# START OF Passage provided

More Get News from Mobile Devices
An increasing proportion of Americans say they regularly get news on a cell phone, tablet or other mobile device. But this growth has been driven mostly by the greater availability of mobile internet access. Mobile internet users themselves are no more likely to regularly get news on these devices than they were two years ago.
Among the public, 15% regularly get news on a cell phone or another mobile handheld device, up from 9% two years ago. About three-in-ten (28%) mobile internet users say they regularly get news from one of these devices, which is virtually unchanged from 2010 (27%).
People younger than 50 are far more likely than older Americans to regularly get news on a mobile device. This primarily reflects the huge disparity in mobile internet access among younger and older Americans: 75% of those younger than 50 say they access the internet on cell phone, tablet or other mobile device. That compares with just 30% of those 50 and older. (For more on increased mobile internet use, see “A Majority of Adult Cell Owners [55%] Now Go Online Using their Cell Phones,” June 26, 2012, Pew Internet & American Life Project.)
Mobile News Apps Also Increase
As news consumption on cell phones and other mobile devices has increased, so has the use of news apps, which allow people to access news and news headlines on their mobile devices. In the current survey, a quarter of all Americans, including 45% of mobile internet users, say they have ever downloaded a news app to their cell phone, tablet, or another mobile device. In 2010, 16% of the public, and only 20% of mobile internet users, said they had ever downloaded a news app.
Those who have downloaded news apps tend to be young, well-educated and wealthy. More than four-in-ten (43%) of those with family incomes of $100,000 a year have ever downloaded a mobile news app; that compares with just 19% of those with incomes of $30,000 a year or less. Even among mobile internet users, there are sizable income differences: Fully 60% of mobile internet users with incomes of at least $100,000 have downloaded a news app, compared with 40% of those with incomes of $30,000 or less.
Not surprisingly, those who have downloaded news apps are far more likely than other Americans to get news from digital sources. Fully 70% say they got news online or digitally yesterday. Yet they are not any less likely than others to get news from traditional sources.
More than half (54%) of those who have downloaded news apps say they watched television news yesterday and 39% listened to radio news. Among all adults, 55% watched TV news and 33% listened to radio news. Comparable percentages of the public (29%) and those who have downloaded mobile news apps (30%) say they read a newspaper yesterday, but news app users are more likely to read the paper digitally and less likely to read a print version.

# END OF Passage provided
# START OF Listing

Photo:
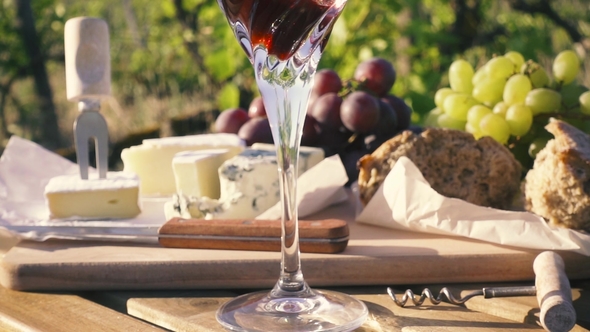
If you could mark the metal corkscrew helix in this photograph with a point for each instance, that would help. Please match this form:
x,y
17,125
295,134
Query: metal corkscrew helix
x,y
552,288
485,292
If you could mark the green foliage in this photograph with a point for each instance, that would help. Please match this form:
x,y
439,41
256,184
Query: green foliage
x,y
160,51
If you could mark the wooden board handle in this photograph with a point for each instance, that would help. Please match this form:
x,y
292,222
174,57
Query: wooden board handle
x,y
554,293
316,236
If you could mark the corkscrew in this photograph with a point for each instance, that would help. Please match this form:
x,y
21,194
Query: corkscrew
x,y
487,292
552,289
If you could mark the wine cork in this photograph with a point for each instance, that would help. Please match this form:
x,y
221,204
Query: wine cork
x,y
88,61
553,293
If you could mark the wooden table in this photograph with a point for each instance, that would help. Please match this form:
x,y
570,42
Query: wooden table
x,y
194,310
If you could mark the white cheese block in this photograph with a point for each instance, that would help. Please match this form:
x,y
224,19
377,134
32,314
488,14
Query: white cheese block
x,y
116,197
249,186
195,172
152,160
309,156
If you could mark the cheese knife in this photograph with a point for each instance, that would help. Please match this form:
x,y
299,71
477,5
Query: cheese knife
x,y
316,236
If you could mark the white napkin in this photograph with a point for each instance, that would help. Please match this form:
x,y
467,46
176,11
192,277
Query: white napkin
x,y
406,201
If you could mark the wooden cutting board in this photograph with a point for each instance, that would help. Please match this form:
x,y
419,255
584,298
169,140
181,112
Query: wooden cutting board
x,y
374,256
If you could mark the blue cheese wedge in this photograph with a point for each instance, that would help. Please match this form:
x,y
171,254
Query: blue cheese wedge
x,y
195,172
116,197
152,160
249,186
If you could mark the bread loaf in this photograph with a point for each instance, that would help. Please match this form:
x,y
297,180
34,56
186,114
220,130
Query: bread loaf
x,y
558,186
455,164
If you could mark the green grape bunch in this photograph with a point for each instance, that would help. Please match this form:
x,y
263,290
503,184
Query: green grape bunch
x,y
511,99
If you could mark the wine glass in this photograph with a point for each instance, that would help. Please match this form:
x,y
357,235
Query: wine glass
x,y
284,40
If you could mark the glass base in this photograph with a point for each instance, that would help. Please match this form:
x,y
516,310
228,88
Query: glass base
x,y
319,310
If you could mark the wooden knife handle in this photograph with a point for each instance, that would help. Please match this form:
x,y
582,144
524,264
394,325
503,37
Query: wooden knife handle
x,y
554,293
316,236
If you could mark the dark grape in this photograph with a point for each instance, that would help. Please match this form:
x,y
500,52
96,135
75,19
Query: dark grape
x,y
326,110
332,138
359,112
350,161
387,125
310,135
256,130
231,120
377,74
403,111
257,109
326,81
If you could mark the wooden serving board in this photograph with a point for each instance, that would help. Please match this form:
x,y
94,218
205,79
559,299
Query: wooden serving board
x,y
374,256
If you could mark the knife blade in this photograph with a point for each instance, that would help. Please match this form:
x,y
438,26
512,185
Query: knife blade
x,y
316,236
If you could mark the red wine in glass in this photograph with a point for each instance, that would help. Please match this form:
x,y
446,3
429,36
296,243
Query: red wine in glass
x,y
284,40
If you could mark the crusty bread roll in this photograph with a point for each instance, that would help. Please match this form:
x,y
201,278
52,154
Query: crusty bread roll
x,y
558,186
455,164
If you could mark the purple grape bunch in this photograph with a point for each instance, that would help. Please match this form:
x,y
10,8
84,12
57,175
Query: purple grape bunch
x,y
350,118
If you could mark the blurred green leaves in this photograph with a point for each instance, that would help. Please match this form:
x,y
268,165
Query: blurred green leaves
x,y
175,49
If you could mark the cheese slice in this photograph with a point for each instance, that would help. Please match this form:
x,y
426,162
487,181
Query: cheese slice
x,y
195,172
152,160
249,186
116,197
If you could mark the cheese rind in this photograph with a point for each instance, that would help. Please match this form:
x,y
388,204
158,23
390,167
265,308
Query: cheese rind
x,y
195,172
116,197
152,160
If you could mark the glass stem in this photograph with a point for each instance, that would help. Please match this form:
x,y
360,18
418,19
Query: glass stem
x,y
291,278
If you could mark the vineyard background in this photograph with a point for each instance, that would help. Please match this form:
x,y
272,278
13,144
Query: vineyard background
x,y
176,64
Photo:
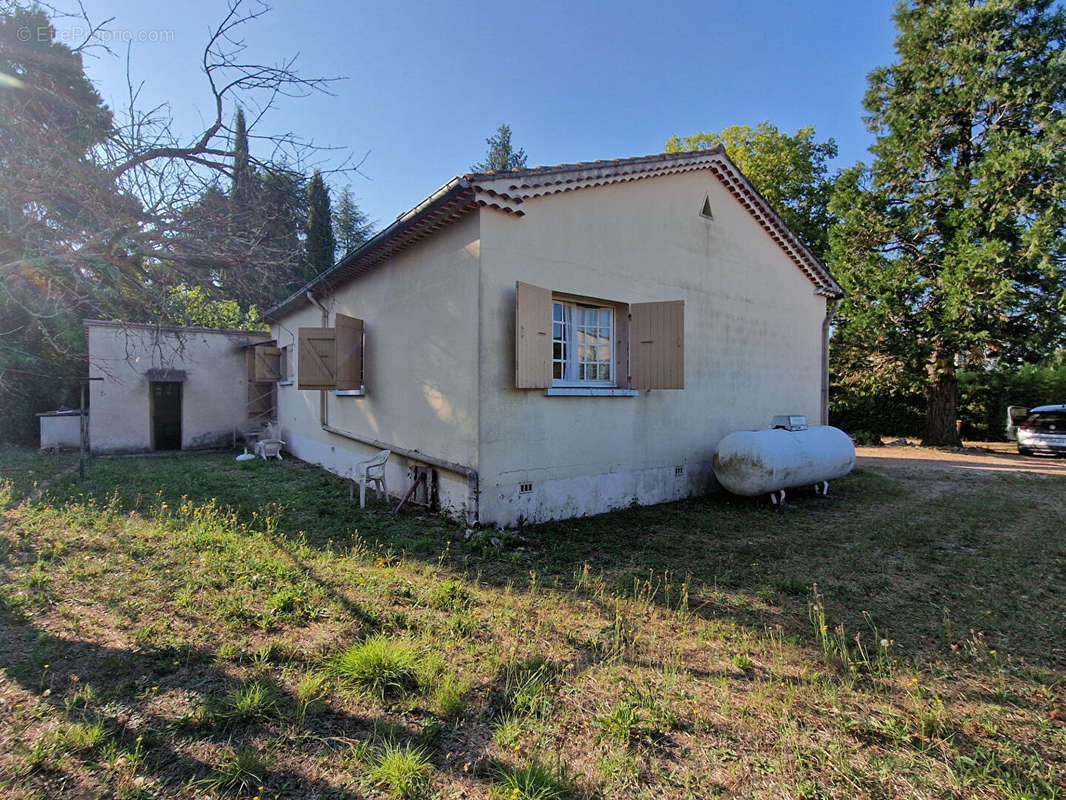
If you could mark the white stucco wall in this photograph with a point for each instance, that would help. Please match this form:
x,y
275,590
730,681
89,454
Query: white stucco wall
x,y
420,365
61,431
753,345
213,395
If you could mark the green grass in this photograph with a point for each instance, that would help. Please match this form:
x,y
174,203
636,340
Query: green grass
x,y
403,771
191,624
533,782
383,667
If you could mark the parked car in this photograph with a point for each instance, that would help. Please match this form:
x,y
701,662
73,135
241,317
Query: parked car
x,y
1042,429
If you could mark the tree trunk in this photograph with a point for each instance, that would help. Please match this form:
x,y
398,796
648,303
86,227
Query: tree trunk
x,y
941,408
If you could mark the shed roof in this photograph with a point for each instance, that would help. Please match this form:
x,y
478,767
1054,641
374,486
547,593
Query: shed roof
x,y
509,191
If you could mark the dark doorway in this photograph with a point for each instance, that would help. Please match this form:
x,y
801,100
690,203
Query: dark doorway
x,y
166,415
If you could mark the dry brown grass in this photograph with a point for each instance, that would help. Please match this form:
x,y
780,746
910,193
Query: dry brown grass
x,y
159,646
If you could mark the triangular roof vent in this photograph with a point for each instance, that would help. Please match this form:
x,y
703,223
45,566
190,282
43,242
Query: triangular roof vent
x,y
706,211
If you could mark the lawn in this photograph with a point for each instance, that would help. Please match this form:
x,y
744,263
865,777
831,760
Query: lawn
x,y
183,627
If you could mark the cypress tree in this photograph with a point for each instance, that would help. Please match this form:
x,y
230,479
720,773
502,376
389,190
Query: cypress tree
x,y
320,245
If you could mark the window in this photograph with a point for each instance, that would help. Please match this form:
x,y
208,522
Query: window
x,y
582,344
578,346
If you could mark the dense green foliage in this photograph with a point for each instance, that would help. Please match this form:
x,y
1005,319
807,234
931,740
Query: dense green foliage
x,y
52,198
321,245
501,155
193,305
951,244
352,226
792,172
81,238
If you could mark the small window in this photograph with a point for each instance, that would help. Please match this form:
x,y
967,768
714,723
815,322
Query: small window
x,y
582,345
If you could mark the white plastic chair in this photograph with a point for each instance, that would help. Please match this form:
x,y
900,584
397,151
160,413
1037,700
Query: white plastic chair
x,y
269,448
371,470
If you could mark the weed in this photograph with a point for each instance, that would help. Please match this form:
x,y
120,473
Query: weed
x,y
451,697
252,701
310,693
742,661
239,772
383,667
533,782
450,595
403,770
509,731
622,724
527,687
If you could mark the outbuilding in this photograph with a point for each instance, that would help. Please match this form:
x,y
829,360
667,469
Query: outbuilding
x,y
558,341
171,387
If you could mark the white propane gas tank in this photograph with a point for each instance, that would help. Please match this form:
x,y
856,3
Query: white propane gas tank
x,y
763,462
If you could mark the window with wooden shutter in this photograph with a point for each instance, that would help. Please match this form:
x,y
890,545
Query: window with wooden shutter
x,y
350,333
317,358
657,345
532,337
268,363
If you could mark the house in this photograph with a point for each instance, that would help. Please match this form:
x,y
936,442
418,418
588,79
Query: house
x,y
172,388
558,341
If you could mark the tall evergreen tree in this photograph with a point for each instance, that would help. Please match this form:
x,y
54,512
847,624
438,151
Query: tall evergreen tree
x,y
952,245
352,226
792,172
320,245
244,178
501,155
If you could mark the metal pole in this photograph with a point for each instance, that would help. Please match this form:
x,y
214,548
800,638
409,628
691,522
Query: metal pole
x,y
84,431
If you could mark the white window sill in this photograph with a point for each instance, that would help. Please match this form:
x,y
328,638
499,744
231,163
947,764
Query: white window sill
x,y
588,392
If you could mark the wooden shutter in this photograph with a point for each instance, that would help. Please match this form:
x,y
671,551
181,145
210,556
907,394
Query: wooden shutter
x,y
260,400
349,352
317,358
532,337
268,363
657,345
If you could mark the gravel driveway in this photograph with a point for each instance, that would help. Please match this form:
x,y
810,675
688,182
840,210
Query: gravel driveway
x,y
940,469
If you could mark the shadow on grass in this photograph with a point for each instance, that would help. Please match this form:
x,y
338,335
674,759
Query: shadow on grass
x,y
877,549
127,684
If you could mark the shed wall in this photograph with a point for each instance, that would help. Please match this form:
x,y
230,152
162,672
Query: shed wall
x,y
214,392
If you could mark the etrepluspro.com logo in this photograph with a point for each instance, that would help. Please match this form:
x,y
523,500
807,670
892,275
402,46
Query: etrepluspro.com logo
x,y
78,34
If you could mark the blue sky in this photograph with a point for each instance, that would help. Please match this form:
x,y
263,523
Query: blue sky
x,y
577,81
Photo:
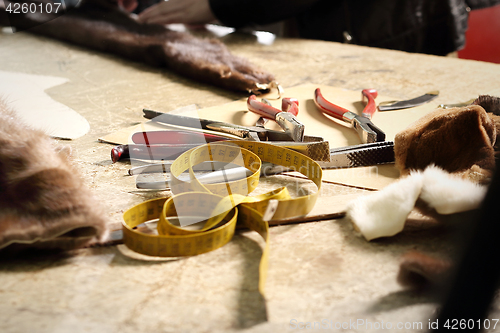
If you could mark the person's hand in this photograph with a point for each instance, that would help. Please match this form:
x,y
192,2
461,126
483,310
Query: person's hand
x,y
178,11
128,5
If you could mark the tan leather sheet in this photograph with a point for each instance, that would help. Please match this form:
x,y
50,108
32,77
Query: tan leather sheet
x,y
338,133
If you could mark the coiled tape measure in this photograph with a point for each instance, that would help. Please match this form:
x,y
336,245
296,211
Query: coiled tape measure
x,y
219,206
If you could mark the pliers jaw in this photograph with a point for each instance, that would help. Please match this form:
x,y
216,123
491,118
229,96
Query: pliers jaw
x,y
367,131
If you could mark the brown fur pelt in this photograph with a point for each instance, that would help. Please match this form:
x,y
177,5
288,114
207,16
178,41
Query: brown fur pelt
x,y
459,140
43,203
102,26
418,270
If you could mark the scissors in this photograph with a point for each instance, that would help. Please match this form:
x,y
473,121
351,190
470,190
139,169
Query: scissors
x,y
363,125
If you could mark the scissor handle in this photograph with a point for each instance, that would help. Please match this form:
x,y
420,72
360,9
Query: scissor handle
x,y
368,96
290,105
327,107
174,137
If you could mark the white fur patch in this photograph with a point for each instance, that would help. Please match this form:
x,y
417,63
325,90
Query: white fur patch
x,y
448,193
384,213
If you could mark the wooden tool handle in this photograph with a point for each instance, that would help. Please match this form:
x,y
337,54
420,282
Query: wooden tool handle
x,y
368,96
327,107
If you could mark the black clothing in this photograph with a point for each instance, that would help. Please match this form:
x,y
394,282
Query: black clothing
x,y
423,26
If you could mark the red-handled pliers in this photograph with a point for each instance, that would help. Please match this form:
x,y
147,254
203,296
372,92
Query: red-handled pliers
x,y
366,130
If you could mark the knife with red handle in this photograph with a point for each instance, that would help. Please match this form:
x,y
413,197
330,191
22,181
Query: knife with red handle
x,y
174,137
366,130
285,117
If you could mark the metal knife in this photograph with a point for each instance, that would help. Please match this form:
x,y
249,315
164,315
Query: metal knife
x,y
397,105
367,154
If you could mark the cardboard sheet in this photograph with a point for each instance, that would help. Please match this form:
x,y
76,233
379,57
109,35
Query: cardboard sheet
x,y
25,95
338,133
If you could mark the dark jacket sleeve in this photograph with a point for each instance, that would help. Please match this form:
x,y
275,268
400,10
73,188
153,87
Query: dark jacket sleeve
x,y
241,13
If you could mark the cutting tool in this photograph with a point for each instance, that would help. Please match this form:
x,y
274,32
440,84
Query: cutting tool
x,y
253,133
398,105
366,130
284,117
367,154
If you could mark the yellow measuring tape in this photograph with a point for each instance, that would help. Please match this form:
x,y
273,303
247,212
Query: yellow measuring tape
x,y
219,207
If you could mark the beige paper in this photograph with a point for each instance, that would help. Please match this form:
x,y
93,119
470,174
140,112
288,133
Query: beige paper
x,y
338,133
25,95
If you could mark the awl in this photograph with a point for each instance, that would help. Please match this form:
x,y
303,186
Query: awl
x,y
285,117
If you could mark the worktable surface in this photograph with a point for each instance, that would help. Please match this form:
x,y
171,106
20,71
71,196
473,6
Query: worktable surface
x,y
318,271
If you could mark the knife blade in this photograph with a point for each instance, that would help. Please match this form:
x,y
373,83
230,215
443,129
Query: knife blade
x,y
397,105
366,154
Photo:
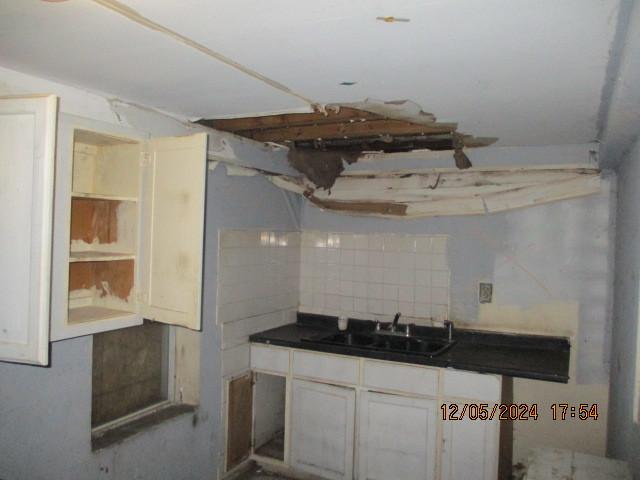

# END OF Listing

**Written exercise:** According to the passage on mobile news, what share of mobile internet users in the current survey say they have ever downloaded a news app? The records above are independent material with no connection to the passage on mobile news.

**Task result:** 45% of mobile internet users say they have ever downloaded a news app.